Task – List every line in this data where the string "below" occurs.

----------------------------------------

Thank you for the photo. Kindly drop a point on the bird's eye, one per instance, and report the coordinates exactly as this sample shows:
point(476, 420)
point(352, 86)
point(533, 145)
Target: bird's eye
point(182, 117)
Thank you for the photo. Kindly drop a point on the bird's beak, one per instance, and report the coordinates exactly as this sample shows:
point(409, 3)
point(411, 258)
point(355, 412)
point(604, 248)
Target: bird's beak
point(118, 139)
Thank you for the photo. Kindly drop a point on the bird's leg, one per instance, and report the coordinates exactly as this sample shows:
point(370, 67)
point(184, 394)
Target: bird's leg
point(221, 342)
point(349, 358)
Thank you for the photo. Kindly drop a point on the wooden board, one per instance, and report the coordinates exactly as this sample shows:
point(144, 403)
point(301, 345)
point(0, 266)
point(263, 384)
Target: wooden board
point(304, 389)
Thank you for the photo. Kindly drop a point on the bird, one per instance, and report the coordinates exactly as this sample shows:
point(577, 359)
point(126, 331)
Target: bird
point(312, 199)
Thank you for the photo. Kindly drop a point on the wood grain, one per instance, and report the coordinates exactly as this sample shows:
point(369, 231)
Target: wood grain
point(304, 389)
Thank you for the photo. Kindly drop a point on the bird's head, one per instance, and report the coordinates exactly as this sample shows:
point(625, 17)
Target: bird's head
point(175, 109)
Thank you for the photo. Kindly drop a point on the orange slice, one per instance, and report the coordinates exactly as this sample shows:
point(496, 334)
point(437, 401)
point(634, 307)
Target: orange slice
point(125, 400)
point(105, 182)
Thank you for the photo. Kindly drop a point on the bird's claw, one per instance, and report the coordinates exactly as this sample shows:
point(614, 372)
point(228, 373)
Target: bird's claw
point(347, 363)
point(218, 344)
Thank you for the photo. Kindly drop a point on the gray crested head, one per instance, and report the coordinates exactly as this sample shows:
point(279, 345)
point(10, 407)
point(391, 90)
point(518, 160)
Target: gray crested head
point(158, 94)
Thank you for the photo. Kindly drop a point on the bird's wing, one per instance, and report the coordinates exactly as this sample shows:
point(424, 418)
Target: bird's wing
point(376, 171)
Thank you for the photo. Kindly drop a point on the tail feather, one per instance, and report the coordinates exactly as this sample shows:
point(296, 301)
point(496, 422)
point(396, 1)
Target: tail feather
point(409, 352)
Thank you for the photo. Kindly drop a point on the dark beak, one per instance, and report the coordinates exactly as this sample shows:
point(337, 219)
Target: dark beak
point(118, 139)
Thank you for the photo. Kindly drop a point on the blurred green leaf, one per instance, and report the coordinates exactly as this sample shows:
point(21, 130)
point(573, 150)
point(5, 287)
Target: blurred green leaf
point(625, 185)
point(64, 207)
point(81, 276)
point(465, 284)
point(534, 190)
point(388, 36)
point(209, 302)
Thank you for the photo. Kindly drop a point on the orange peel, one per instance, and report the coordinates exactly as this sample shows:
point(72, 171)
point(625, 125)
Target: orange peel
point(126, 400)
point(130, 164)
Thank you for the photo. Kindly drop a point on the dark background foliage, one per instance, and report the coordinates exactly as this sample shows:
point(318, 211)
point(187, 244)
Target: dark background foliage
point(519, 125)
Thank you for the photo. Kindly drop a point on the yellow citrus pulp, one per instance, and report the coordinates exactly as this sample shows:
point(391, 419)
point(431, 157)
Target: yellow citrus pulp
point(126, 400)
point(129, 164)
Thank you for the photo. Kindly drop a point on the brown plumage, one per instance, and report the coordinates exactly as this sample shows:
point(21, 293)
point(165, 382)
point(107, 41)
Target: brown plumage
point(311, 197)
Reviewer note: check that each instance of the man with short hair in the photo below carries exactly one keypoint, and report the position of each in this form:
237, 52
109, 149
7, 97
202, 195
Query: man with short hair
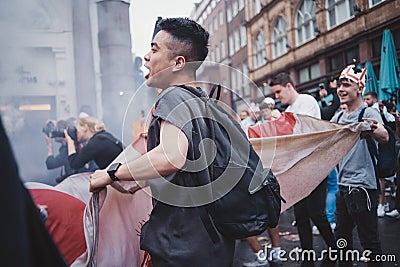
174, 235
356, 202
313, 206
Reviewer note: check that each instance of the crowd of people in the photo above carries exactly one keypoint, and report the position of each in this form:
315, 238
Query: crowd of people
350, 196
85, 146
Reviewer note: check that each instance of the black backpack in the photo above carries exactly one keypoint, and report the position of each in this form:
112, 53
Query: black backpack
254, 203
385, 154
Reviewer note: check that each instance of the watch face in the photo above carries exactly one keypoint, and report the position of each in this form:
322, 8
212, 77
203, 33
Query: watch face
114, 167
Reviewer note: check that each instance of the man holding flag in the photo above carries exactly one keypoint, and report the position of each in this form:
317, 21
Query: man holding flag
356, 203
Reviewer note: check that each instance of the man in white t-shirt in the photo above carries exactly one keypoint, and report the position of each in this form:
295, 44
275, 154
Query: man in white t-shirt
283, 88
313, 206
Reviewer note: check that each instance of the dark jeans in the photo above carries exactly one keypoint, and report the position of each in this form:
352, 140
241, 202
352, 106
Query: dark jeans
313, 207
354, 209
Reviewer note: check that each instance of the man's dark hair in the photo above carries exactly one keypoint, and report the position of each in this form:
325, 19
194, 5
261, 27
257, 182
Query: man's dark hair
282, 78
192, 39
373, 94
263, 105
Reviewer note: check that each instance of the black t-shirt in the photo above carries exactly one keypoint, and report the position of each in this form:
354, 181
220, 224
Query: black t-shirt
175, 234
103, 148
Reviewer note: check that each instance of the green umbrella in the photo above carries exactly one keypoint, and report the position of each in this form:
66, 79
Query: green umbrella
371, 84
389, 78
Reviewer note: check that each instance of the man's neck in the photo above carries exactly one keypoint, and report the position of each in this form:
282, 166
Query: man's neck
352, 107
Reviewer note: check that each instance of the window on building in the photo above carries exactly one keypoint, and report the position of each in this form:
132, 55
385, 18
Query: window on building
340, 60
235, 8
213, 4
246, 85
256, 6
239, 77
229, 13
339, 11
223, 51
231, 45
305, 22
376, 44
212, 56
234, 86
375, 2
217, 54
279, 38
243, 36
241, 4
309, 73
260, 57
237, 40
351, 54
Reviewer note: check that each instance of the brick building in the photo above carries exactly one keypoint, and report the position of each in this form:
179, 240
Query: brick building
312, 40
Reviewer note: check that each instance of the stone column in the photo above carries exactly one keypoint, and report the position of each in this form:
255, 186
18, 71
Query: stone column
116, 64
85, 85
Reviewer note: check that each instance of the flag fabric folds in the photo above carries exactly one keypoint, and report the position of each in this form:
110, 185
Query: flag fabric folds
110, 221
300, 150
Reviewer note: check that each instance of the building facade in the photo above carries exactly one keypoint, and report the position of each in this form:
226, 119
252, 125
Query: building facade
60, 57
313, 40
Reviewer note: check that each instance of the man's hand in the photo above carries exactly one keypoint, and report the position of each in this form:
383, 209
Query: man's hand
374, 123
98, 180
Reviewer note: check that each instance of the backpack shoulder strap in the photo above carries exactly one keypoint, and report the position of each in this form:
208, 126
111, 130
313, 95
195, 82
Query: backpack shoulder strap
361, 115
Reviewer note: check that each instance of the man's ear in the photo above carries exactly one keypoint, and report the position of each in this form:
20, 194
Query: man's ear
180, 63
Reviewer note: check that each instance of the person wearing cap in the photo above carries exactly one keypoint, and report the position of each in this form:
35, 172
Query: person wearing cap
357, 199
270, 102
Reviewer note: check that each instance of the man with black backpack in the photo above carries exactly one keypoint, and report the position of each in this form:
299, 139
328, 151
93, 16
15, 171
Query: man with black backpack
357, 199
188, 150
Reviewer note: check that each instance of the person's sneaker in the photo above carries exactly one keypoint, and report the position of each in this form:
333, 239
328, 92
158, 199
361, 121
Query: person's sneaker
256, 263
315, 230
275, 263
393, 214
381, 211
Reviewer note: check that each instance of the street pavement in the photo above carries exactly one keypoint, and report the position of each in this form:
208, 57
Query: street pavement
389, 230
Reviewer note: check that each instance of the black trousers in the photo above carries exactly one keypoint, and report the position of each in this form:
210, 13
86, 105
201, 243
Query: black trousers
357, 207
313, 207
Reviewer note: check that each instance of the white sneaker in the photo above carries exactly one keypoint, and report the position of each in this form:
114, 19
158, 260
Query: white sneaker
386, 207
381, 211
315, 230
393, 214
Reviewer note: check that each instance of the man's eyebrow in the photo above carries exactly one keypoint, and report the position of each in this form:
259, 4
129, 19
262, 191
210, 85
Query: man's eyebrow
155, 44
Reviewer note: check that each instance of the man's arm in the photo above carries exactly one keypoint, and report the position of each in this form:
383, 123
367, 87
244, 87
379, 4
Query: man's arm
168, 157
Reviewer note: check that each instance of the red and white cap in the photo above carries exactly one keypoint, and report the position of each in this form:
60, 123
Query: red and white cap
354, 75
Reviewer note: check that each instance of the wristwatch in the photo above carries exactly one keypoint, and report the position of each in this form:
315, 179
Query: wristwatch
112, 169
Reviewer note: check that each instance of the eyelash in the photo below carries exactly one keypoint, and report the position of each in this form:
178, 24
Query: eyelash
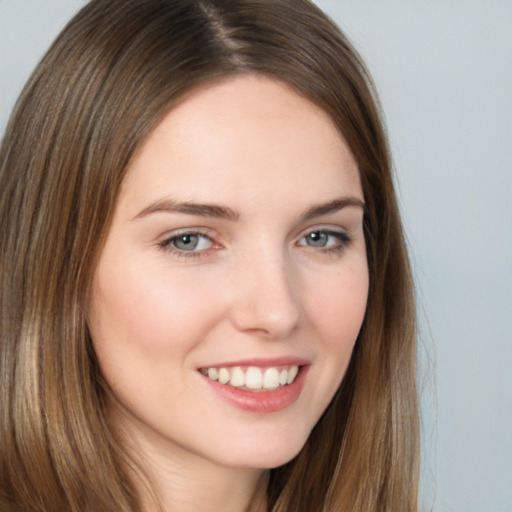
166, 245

----------------------------------------

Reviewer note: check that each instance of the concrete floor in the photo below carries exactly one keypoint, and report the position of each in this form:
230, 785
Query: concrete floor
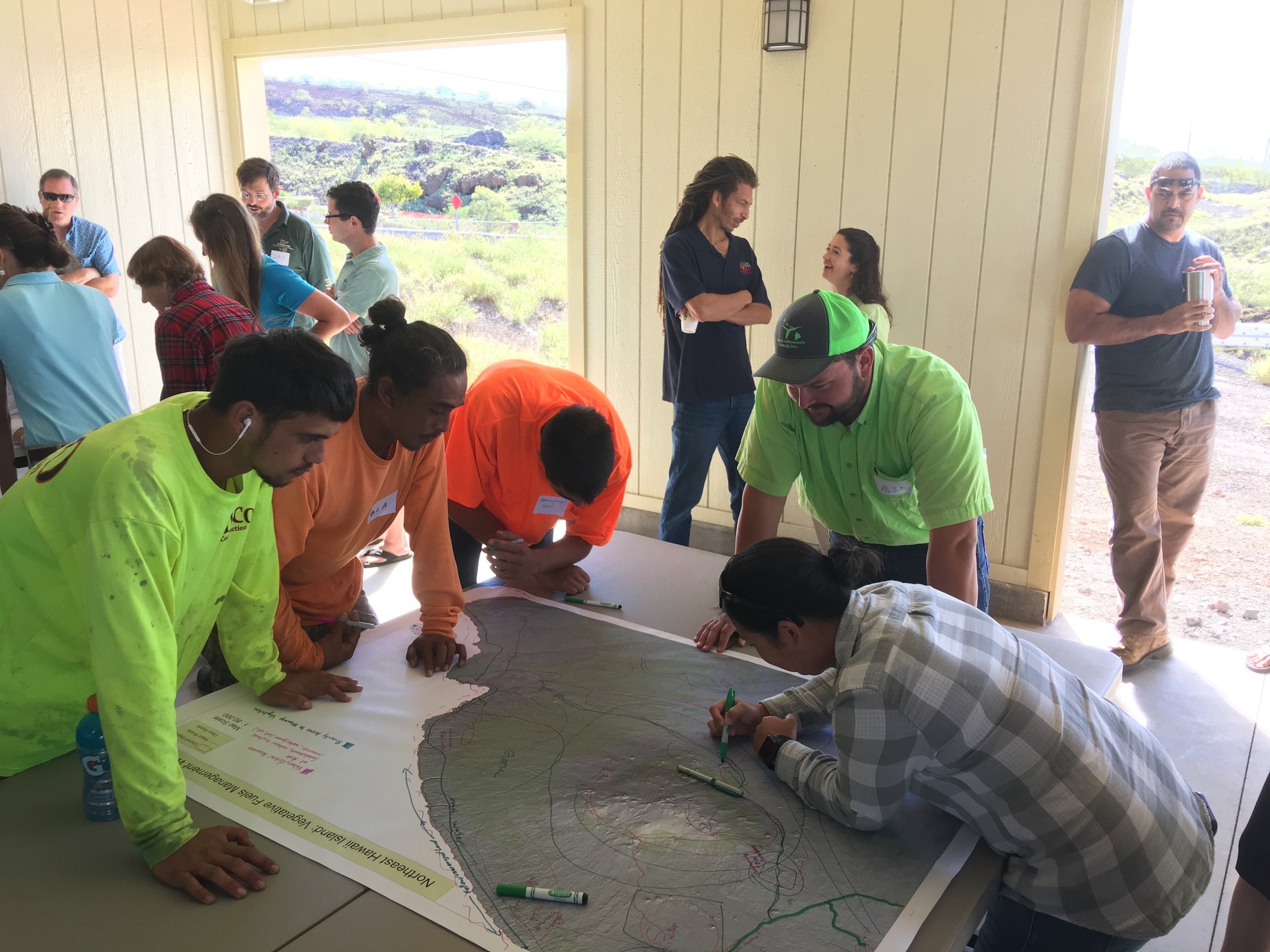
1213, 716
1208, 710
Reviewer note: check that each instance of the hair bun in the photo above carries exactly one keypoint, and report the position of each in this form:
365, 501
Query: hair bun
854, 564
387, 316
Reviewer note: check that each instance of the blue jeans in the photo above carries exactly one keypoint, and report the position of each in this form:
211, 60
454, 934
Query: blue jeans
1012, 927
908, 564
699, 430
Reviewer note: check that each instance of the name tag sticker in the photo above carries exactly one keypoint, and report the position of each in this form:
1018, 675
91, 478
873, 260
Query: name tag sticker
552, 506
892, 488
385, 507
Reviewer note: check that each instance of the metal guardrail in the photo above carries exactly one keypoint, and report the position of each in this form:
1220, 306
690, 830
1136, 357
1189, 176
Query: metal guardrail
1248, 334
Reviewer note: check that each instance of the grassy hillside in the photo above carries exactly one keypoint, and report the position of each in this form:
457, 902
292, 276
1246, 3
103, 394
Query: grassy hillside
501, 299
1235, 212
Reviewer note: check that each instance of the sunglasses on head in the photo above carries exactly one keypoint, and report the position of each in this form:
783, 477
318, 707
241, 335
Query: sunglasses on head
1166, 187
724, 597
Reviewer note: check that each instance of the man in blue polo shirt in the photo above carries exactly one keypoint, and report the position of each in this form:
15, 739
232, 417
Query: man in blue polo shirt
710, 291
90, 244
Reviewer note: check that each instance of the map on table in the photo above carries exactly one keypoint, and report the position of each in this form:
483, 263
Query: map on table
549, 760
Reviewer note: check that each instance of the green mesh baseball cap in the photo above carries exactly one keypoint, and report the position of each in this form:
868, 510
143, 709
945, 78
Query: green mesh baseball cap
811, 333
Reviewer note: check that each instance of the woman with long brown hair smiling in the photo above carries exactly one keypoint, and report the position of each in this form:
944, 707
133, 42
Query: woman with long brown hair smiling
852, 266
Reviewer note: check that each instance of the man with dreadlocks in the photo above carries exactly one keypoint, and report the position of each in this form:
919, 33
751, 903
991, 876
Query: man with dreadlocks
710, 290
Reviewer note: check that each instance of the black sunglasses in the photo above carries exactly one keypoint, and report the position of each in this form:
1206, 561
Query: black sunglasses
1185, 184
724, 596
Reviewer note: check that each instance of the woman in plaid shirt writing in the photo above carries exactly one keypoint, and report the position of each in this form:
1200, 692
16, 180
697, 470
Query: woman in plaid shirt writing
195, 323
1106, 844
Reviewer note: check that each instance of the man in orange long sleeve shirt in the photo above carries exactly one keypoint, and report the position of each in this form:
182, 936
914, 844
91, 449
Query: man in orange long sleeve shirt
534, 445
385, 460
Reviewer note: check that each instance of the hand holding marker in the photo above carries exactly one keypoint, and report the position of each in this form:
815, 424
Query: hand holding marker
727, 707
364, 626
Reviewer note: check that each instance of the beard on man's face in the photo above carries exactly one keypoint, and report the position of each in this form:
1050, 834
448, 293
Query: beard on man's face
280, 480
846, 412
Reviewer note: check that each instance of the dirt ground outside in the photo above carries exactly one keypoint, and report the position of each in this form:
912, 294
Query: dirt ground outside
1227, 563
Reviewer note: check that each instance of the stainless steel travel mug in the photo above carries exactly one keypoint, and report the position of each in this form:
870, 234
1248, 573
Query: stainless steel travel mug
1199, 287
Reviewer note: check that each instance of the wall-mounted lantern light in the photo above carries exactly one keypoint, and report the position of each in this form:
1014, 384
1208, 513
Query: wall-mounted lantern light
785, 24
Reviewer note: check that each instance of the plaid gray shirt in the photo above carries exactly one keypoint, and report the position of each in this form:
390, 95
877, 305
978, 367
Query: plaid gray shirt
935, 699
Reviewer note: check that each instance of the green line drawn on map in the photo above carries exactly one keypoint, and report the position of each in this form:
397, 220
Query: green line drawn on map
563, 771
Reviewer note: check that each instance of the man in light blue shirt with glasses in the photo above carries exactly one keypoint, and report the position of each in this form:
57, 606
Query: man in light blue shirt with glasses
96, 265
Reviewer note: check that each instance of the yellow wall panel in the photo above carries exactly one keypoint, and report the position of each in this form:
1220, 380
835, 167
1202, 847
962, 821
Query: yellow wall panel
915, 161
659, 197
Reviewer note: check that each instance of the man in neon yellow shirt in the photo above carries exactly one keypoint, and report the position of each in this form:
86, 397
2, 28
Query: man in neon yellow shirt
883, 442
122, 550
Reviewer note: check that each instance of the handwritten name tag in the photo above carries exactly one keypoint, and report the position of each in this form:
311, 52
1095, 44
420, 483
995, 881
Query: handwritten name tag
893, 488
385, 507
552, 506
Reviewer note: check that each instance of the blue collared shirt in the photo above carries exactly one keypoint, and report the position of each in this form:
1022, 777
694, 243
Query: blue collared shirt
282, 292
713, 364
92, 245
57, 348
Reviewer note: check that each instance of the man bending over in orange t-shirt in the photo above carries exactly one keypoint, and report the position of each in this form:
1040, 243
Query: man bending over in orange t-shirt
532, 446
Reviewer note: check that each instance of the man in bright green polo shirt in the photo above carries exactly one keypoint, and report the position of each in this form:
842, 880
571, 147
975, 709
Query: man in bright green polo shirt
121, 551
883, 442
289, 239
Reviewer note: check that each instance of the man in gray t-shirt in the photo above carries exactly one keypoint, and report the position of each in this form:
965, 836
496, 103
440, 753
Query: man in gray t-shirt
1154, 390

----------------------------------------

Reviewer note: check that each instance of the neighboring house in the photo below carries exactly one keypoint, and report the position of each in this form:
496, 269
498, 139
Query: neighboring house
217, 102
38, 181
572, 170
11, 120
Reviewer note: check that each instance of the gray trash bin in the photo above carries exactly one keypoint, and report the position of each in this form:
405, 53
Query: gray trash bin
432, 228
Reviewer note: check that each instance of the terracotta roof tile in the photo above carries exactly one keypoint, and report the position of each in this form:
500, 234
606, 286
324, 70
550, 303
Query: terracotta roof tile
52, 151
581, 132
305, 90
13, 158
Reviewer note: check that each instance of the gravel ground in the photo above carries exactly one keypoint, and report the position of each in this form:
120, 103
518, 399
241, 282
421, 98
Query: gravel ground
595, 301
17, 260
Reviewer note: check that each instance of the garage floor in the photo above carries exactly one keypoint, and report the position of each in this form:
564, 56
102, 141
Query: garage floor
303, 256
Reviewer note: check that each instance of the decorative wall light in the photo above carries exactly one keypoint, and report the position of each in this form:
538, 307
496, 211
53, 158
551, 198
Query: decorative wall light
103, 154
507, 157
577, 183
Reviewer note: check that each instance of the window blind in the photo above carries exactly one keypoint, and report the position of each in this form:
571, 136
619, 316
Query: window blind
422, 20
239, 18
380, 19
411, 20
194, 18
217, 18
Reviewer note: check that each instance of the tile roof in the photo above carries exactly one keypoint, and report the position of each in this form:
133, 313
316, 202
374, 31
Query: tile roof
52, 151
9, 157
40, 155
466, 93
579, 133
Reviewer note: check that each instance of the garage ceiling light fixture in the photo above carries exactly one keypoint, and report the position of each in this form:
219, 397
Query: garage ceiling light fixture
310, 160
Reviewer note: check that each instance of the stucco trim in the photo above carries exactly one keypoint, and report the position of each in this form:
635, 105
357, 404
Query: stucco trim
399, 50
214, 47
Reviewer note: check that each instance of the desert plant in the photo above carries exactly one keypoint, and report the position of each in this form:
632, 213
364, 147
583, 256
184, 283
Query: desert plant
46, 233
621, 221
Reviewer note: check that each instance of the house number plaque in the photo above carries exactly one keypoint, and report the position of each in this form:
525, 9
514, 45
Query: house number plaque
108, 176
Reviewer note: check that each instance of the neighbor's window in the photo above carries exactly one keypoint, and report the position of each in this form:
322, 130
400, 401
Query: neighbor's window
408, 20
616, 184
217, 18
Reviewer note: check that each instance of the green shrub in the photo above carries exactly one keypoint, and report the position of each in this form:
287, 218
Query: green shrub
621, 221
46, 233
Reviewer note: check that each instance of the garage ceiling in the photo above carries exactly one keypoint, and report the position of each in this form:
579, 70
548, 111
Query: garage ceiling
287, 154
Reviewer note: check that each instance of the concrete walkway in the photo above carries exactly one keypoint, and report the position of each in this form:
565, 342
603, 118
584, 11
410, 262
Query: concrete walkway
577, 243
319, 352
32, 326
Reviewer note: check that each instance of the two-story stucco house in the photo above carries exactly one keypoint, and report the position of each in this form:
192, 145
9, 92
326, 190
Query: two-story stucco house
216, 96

----------------------------------------

Completed exercise –
Reviewer note: check that each instance of the man with short hair in the photo below carries exactly one keypoint, and report the position of each in this form:
Reviewer note: check that each instance of the eyelash in the photo below carries exactly one keypoint, and report the position of each in this form:
Reviewer note: check that each instance of the concrete floor in the photo below carries exactly one keypoint, and report the position of each in this form:
Reviewer note: check that each instance of the neighboring house in the photo below carries exactly one keypoint, and report the position of each in this form:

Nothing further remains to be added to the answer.